Bounding box annotation items

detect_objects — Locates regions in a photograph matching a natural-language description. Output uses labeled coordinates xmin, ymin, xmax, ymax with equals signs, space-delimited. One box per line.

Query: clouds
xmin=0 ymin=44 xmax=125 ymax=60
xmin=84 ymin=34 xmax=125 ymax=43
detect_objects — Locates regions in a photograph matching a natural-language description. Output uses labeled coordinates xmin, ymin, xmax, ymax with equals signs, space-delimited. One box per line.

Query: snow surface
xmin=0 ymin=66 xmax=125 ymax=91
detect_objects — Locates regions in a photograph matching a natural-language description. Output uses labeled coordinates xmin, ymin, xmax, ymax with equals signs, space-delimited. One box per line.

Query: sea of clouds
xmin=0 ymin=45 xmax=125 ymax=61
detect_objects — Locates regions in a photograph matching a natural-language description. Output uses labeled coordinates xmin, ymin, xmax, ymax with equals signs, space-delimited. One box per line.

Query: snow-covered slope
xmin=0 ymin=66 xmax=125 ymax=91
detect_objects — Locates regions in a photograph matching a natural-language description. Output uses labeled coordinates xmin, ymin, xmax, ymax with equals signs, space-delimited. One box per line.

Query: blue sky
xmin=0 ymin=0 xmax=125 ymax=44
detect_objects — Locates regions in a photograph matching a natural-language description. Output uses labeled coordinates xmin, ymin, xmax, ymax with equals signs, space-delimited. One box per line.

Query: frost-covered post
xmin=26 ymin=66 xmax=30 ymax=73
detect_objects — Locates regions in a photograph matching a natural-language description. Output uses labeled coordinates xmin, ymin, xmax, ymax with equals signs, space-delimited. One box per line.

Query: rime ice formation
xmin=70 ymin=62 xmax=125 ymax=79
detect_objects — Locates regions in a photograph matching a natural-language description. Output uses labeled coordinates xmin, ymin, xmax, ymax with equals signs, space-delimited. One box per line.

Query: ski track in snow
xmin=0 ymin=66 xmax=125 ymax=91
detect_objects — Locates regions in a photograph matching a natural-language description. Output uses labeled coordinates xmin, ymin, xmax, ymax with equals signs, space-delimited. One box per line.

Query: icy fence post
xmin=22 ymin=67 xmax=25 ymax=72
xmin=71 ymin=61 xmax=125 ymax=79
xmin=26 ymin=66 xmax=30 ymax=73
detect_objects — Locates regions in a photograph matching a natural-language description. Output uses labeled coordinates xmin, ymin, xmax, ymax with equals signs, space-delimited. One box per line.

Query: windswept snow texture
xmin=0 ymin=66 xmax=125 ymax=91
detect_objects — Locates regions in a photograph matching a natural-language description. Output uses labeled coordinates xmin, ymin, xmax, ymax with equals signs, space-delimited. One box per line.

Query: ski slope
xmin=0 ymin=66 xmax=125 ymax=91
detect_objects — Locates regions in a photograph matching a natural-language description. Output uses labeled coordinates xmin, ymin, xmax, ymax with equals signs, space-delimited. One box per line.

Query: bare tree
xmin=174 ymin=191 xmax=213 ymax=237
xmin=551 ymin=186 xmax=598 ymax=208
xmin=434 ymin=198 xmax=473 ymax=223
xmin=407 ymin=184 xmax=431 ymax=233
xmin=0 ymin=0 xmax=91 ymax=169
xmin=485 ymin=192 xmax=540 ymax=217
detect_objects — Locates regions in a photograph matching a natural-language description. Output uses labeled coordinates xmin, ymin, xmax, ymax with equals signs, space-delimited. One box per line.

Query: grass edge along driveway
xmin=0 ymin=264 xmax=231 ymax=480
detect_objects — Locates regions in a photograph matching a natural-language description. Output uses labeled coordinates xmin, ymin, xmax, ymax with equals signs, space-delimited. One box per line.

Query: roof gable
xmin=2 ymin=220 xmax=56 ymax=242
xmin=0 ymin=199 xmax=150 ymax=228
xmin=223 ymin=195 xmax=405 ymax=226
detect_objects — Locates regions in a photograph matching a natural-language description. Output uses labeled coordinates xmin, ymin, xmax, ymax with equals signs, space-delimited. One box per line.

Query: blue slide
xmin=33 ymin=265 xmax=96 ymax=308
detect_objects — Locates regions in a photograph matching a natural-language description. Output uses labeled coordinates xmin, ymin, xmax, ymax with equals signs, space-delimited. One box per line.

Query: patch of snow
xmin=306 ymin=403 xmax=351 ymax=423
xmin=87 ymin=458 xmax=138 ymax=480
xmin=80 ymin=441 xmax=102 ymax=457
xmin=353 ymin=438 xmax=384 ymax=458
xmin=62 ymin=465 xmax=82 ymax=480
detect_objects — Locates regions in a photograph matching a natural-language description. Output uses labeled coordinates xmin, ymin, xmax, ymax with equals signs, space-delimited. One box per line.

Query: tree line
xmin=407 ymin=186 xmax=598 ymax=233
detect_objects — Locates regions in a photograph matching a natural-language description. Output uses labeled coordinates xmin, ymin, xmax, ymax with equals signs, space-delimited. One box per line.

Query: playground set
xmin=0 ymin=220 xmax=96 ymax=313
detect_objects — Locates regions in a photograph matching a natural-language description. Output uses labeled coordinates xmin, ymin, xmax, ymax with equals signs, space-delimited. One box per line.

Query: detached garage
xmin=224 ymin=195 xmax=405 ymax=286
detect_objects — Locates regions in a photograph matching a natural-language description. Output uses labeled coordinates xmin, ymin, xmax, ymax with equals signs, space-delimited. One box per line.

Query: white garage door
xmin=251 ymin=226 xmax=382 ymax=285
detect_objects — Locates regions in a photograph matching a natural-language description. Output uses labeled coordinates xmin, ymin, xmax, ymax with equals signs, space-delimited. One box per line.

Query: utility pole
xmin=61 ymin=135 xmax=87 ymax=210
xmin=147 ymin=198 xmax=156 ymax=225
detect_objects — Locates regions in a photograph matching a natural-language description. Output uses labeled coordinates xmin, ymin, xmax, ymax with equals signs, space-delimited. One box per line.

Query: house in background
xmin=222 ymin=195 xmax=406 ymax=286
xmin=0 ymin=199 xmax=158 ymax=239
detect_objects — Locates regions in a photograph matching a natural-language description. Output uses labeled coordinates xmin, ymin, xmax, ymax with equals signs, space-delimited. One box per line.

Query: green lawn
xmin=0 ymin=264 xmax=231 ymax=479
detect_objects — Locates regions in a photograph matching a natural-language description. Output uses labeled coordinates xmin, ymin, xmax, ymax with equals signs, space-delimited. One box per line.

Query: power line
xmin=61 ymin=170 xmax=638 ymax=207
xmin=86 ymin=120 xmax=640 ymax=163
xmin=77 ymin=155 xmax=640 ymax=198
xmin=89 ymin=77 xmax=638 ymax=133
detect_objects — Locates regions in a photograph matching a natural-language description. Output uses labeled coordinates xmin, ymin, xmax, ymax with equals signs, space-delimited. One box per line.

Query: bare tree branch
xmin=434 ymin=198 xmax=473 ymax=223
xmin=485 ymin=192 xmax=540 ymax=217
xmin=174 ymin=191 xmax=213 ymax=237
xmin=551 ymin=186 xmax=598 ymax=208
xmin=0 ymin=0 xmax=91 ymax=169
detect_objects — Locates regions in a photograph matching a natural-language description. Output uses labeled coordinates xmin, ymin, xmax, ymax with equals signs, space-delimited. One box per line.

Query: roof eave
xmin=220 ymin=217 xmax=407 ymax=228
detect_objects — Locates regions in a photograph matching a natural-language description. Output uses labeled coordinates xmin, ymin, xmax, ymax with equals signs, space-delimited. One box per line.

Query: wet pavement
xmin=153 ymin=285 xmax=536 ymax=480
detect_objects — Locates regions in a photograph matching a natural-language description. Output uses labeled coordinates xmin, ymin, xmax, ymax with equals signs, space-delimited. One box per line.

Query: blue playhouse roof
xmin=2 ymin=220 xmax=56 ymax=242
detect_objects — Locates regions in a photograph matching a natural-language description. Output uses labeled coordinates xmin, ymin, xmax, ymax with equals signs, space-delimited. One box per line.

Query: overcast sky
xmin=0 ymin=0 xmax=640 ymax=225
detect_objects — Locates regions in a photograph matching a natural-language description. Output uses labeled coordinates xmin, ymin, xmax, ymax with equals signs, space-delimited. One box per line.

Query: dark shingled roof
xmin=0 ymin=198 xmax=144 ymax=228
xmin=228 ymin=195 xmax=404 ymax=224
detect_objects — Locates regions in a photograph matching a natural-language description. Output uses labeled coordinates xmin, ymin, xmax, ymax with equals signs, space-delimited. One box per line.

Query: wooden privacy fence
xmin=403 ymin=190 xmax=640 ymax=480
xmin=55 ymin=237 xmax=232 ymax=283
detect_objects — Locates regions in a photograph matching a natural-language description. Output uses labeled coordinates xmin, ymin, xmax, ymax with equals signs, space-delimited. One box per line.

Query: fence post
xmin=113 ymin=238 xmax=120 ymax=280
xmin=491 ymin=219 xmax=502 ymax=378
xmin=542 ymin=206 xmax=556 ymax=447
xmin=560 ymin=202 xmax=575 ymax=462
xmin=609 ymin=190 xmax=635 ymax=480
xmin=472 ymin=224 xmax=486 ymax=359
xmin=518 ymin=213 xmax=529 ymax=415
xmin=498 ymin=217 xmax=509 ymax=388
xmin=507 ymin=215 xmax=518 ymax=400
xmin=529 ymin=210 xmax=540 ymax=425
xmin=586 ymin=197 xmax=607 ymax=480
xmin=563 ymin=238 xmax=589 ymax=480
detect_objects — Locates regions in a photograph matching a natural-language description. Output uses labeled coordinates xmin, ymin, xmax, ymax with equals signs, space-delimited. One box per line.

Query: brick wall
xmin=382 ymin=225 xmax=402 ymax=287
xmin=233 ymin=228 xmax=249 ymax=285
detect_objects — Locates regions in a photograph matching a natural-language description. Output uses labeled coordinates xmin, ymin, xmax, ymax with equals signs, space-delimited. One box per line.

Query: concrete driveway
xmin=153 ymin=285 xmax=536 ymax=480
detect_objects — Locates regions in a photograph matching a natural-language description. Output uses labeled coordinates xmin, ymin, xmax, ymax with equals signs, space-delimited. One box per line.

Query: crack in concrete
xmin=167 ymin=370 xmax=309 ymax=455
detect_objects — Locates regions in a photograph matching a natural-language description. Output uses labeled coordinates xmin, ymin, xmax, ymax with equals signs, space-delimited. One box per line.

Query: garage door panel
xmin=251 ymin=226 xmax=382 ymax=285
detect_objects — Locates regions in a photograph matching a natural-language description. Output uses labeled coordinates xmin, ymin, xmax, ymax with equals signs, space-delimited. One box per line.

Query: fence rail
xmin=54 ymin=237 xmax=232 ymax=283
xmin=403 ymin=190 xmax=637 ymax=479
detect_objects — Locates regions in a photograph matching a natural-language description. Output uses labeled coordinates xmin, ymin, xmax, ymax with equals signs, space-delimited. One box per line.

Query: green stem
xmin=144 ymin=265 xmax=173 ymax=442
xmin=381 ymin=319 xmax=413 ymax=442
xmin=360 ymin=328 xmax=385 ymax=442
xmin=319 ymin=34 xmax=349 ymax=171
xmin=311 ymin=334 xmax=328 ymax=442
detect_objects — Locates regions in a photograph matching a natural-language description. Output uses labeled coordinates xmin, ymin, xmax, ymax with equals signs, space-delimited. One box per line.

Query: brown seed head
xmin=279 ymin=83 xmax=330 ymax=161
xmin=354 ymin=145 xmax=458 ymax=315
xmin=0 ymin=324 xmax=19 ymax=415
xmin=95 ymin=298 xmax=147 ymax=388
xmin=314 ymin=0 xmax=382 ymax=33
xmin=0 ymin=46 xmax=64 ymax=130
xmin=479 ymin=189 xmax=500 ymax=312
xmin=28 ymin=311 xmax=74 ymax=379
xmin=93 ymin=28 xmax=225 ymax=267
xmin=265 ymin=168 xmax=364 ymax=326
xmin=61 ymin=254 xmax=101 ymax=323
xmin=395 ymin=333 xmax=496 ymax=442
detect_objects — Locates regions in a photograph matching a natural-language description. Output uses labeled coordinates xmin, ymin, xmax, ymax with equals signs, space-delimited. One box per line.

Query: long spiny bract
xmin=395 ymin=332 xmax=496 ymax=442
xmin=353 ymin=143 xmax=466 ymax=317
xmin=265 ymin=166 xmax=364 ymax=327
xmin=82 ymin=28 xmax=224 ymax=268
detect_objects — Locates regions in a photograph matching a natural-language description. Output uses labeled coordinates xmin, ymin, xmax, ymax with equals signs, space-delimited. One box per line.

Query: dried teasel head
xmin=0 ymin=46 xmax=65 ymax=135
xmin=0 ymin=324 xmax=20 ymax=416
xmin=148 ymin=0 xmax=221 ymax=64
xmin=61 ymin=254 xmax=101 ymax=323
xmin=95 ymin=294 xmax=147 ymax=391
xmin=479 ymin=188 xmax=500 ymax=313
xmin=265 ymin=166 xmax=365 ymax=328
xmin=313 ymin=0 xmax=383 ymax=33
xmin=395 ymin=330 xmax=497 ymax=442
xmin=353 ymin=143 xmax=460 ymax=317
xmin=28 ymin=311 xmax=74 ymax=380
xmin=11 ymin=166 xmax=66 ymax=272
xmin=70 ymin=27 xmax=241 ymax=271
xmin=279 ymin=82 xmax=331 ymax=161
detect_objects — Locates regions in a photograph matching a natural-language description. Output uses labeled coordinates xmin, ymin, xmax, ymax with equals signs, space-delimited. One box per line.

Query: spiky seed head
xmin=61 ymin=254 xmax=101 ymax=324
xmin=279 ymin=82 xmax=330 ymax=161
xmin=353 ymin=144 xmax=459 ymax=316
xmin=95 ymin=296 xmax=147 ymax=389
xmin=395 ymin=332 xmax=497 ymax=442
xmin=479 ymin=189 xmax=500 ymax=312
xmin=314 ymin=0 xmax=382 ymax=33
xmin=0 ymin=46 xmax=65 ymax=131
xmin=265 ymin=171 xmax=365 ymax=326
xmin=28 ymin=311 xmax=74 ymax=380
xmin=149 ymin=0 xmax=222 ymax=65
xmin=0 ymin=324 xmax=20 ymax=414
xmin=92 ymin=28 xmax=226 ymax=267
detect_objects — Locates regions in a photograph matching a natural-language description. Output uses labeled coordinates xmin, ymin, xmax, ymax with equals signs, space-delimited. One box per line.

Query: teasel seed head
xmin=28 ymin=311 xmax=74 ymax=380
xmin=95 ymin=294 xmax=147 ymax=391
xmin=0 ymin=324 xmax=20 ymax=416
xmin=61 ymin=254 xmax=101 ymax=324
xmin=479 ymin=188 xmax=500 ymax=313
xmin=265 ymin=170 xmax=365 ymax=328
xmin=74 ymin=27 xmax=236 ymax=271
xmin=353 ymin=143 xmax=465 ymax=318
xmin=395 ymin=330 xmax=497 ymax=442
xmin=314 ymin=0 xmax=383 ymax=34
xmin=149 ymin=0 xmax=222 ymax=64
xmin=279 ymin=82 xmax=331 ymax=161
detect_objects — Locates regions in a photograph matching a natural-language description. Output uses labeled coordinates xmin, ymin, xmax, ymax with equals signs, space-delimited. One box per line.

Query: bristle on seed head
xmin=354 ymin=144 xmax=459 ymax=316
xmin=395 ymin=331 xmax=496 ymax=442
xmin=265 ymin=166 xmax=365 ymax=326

* _What is required_
Rewrite the part that opens with the first line of the items and closes with the line containing "xmin=0 ymin=44 xmax=125 ymax=60", substituting "cloud layer" for "clouds" and leaving everything else unchanged.

* _Exercise response_
detect_objects — Locates regions in a photograph matching a natural-language description. Output uses labeled coordinates xmin, ymin, xmax, ymax with equals signs, space-delimited. One box per line.

Query: cloud layer
xmin=0 ymin=44 xmax=125 ymax=60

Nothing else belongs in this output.